(Point annotation lines)
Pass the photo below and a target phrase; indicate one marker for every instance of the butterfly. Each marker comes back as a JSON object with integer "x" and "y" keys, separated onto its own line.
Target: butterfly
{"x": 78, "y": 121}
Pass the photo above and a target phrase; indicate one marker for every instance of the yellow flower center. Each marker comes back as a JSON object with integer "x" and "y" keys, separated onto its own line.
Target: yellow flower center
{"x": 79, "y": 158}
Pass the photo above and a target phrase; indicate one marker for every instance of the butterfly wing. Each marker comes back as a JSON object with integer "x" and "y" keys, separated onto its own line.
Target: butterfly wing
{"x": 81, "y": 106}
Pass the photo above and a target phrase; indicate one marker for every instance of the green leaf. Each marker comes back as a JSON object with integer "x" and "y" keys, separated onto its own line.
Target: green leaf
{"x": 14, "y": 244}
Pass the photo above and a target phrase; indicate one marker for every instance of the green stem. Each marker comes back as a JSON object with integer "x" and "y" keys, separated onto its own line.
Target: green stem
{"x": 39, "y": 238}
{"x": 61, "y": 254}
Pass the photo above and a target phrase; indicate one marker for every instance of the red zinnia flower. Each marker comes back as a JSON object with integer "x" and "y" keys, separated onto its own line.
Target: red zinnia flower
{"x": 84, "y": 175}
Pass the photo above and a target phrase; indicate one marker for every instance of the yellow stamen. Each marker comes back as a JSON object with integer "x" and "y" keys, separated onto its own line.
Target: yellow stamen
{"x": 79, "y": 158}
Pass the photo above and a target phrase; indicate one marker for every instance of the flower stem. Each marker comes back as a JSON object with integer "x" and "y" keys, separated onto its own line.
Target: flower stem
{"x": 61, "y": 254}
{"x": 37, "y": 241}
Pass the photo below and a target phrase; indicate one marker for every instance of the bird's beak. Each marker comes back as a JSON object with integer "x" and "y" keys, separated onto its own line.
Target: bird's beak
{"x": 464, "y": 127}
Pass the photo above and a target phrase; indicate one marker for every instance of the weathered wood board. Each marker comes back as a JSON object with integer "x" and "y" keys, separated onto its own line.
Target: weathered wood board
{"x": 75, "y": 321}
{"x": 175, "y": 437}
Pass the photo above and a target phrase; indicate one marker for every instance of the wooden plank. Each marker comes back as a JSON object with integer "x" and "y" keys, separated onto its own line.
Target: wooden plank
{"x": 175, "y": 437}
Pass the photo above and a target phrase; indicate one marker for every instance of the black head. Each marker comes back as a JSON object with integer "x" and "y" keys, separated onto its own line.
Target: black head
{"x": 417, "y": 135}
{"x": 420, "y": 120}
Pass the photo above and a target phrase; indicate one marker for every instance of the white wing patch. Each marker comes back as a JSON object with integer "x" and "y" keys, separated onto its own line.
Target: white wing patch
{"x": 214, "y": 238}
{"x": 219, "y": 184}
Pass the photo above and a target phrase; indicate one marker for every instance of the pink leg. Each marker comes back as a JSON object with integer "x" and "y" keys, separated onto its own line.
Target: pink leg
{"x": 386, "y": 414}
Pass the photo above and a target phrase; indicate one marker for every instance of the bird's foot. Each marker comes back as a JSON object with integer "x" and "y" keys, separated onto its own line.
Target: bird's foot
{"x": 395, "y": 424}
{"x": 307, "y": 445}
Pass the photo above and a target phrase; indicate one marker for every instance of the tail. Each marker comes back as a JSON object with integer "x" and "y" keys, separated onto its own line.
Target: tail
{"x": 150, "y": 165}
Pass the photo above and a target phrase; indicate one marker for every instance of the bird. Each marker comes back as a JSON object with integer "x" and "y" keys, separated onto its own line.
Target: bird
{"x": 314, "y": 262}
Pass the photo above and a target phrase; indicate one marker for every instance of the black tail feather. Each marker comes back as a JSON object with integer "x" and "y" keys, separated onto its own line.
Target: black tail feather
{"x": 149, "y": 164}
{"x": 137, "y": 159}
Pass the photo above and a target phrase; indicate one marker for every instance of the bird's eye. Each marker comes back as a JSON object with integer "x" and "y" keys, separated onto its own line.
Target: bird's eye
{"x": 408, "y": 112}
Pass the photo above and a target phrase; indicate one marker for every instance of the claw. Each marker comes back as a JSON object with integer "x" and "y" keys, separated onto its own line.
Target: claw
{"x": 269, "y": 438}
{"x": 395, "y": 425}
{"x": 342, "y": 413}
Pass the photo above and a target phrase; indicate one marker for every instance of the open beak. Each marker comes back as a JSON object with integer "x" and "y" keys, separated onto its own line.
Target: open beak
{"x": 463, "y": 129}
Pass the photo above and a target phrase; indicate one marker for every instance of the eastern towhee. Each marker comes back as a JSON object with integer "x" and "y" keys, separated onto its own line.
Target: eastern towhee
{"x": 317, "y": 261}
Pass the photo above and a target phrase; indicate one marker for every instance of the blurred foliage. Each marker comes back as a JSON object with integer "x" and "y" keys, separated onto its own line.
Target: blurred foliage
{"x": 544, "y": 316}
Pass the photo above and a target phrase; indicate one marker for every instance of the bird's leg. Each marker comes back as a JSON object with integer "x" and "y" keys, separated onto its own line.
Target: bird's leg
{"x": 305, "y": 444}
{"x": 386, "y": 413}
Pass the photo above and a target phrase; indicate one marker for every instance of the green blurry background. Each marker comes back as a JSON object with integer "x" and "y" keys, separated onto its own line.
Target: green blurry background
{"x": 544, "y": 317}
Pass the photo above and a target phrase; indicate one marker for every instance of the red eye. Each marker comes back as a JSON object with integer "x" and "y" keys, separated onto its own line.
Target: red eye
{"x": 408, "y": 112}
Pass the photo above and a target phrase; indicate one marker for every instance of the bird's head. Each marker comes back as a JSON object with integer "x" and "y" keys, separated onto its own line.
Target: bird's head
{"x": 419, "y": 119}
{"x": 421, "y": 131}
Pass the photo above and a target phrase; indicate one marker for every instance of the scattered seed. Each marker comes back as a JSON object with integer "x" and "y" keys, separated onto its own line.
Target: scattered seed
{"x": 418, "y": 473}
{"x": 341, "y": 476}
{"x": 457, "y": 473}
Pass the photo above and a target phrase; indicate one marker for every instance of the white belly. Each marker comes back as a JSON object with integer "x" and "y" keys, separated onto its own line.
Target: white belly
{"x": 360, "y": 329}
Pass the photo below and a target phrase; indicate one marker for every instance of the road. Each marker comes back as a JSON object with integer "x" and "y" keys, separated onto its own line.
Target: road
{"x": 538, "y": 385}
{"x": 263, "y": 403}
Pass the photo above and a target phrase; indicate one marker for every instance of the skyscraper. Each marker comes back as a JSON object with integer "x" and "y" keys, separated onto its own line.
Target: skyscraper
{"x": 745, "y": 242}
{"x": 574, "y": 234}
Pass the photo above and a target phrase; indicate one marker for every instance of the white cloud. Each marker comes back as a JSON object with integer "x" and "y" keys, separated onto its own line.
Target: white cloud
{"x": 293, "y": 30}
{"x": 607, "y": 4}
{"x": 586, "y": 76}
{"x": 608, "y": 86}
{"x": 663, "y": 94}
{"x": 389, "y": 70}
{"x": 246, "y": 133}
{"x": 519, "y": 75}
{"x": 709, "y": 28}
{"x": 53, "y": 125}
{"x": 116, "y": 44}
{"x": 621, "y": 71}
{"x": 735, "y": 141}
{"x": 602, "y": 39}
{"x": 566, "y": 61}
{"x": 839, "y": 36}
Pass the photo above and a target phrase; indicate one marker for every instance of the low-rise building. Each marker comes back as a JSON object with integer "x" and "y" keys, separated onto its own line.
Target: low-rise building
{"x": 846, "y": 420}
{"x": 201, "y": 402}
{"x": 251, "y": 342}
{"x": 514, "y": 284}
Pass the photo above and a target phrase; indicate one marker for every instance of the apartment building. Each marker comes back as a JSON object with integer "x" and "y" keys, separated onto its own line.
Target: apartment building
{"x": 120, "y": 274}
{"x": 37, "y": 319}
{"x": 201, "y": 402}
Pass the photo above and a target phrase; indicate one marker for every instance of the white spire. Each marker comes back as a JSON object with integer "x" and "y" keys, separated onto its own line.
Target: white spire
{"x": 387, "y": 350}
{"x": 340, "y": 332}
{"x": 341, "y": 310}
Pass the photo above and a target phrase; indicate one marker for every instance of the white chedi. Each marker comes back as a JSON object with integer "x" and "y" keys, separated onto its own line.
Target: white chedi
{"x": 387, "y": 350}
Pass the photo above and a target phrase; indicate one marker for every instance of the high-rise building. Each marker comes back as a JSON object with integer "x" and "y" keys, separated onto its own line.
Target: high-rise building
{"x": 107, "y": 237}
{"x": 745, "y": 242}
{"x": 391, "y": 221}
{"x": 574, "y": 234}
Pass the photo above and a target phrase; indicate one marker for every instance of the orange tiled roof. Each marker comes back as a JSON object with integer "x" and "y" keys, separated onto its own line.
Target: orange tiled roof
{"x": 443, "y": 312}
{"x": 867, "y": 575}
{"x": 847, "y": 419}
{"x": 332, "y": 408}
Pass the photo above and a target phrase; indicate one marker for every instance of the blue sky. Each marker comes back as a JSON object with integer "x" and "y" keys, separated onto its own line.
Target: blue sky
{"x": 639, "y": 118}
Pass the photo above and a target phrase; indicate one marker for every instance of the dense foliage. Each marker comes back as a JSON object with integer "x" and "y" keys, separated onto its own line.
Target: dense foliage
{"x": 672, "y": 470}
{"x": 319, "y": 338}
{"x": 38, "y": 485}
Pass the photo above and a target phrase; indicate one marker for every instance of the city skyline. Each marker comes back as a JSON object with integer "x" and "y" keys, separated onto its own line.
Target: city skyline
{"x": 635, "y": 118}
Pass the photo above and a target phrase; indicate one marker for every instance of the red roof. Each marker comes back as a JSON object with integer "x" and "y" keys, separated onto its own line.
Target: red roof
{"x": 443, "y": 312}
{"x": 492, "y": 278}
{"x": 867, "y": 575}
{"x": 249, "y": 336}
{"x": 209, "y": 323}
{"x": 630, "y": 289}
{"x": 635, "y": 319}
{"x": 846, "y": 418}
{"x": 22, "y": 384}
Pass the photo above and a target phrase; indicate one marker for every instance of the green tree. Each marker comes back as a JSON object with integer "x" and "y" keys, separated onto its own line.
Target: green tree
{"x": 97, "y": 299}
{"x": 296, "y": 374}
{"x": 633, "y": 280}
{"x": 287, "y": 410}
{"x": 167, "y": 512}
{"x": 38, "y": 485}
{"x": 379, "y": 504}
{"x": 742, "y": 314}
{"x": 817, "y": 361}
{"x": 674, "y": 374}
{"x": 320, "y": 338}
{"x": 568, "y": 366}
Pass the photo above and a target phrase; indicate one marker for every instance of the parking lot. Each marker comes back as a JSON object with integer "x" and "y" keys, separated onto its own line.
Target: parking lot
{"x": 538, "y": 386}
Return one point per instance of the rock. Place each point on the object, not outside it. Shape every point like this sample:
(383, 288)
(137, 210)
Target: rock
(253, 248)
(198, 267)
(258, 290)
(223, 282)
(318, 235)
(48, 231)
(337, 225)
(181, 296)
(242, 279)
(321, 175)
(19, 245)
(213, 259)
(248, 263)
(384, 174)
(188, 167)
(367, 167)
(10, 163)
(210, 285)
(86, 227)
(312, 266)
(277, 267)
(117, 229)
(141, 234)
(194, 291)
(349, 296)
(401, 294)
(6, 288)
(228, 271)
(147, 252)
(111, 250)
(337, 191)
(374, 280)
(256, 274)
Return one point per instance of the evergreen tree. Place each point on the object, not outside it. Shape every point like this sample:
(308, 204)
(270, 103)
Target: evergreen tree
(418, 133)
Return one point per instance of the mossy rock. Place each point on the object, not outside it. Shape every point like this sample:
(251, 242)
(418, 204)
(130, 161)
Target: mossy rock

### [EXERCISE INSTRUCTIONS]
Can you give the lines from the one containing "Return one point per instance of the evergreen" through the end of the records again, with "sample" renamed to "example" and nothing else changed?

### [RESULT OF THIS EXERCISE]
Return one point per instance of the evergreen tree. Place each point on the object, not outside it. Shape every point like this example:
(308, 204)
(270, 103)
Target: evergreen tree
(418, 133)
Return one point per instance of the mossy rock. Place each point on the object, not outside it. Shape every point like this example:
(251, 242)
(418, 204)
(130, 161)
Target: mossy rock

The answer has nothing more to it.